SONSUZ NUR |
Şeyh Dr. Ahmet KUFTARU Hocaefendi DÜNYA KÜRSÜSÜ KONFERANSI (İnsanlığın devamı için değer ölçülerinden feragat) Japonya – Kiyoto 17 – 23 Nisan 1993 tarihleri arası |
Bismillahirrahmanirrahim
Değerli başkanlar, muhterem alimler ve saygıdeğer dostlar;
Tarihi ve maneviyatıyla meşhur bu güzel Kyoto şehrinden sizleri Allahın selamı
ile Selamlarım “ Esselamu Aleyküm”
İnsanoğlu; bunca teknolojik ve teknik alanda ilerlemesine karşın görüyoruz ki
bir ümitsizlik ve çıkmaz içersindedir. Açlık ve fakirlik artmış, ilerlemiş
ülkelerde dahi fakirleşme oranı yükselmiştir. Asya afrika yani güney yarım küre
bu durumla yüzyüzedir.

**Kayıtlı veriler:**
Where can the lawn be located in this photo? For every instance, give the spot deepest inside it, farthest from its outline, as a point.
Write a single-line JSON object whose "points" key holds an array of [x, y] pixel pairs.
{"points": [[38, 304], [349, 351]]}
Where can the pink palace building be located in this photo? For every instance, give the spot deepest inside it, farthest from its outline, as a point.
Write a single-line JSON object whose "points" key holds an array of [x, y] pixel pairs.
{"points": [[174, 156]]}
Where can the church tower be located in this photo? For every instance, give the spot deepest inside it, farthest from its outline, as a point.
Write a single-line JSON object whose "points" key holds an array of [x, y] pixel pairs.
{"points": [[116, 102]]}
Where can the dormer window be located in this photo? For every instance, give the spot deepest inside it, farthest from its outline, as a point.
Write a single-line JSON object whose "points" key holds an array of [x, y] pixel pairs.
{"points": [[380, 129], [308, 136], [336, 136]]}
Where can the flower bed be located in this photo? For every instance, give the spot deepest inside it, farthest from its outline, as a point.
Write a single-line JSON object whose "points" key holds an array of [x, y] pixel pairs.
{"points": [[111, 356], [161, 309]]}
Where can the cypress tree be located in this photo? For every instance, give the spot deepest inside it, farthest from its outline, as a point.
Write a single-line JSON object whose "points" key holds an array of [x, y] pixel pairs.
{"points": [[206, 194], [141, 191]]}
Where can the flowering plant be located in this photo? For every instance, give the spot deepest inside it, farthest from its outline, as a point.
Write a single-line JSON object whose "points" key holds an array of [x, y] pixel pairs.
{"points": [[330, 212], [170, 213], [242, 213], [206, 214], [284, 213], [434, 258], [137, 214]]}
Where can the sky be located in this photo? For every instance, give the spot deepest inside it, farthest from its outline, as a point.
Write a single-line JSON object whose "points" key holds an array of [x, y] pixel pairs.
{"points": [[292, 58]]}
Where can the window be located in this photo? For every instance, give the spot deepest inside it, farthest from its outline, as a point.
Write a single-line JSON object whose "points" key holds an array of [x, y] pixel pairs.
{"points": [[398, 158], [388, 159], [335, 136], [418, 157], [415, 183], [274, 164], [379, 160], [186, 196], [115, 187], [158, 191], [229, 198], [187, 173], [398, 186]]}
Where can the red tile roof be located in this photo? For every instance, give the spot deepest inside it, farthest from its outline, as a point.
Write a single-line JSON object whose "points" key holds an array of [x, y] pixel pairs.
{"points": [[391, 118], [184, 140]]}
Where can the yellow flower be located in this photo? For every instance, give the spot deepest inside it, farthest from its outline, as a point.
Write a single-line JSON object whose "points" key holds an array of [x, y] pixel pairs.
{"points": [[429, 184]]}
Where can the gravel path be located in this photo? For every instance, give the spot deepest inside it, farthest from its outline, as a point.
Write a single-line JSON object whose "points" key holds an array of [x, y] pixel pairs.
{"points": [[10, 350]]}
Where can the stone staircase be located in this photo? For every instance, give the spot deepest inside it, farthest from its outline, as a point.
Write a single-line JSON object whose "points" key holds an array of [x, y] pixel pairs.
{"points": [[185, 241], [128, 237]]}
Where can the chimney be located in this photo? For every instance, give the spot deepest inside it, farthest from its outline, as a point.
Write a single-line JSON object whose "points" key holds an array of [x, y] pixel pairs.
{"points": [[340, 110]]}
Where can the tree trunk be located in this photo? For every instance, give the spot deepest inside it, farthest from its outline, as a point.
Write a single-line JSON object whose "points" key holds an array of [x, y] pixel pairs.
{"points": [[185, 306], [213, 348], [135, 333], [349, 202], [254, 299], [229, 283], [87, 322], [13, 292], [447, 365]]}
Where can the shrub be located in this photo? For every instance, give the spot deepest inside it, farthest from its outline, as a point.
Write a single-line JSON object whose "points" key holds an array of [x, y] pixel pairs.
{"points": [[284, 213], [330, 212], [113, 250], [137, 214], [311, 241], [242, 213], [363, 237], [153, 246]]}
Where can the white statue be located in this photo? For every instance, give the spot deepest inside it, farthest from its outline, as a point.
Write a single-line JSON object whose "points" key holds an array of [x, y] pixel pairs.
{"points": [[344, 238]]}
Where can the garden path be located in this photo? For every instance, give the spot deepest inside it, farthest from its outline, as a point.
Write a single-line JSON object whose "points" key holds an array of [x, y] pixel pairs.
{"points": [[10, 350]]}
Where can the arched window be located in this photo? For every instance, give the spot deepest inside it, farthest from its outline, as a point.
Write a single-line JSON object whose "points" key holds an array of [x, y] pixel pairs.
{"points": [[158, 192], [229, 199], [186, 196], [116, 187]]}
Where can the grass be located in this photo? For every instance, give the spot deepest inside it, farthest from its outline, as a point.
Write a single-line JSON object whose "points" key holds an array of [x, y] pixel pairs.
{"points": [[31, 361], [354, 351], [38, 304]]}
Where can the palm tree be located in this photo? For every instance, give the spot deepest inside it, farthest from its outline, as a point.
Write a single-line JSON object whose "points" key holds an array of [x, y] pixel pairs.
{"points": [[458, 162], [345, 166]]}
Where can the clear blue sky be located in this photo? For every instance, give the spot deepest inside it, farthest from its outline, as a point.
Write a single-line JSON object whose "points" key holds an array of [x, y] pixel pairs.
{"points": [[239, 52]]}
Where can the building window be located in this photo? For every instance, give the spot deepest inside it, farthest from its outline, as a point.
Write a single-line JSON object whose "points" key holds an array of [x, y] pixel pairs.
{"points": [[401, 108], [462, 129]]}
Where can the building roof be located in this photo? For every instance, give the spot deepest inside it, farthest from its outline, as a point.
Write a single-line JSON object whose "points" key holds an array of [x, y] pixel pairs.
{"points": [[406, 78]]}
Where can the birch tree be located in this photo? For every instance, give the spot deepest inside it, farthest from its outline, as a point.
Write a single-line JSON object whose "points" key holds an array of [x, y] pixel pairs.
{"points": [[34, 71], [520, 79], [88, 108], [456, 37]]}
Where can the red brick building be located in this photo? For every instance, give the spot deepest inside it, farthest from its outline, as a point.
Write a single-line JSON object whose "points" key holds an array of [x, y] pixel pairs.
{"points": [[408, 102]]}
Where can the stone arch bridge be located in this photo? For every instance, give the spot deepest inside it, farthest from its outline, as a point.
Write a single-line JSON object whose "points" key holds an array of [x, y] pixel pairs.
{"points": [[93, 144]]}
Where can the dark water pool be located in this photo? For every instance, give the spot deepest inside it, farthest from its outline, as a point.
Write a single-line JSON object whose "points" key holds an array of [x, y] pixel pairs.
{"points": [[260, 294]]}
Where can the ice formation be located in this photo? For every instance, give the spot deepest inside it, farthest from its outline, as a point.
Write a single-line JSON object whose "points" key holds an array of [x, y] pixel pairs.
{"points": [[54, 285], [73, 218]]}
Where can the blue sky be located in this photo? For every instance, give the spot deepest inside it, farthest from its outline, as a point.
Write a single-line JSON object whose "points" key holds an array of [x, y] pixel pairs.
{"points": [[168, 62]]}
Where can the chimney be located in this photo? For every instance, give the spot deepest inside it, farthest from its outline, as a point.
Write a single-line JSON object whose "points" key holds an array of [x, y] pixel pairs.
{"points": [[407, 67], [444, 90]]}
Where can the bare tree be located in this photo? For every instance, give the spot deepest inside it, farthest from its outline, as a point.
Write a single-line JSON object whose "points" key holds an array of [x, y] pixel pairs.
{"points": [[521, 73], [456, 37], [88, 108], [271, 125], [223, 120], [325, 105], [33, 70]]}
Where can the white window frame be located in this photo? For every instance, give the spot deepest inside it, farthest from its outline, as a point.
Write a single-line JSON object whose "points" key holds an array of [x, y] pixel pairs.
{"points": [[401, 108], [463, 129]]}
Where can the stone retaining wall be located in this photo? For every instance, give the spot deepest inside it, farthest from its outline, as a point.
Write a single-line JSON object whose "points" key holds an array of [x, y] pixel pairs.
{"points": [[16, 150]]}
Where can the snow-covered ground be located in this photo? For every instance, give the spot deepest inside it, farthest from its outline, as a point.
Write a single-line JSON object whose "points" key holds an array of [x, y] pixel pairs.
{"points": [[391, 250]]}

**Yazılı alıştırma:**
Konferans konuşmasının başlığına göre konferans hangi tarihler arasında yapıldı?

**Alıştırma çıktısı:**
17–23 Nisan 1993 tarihleri arasında yapıldı.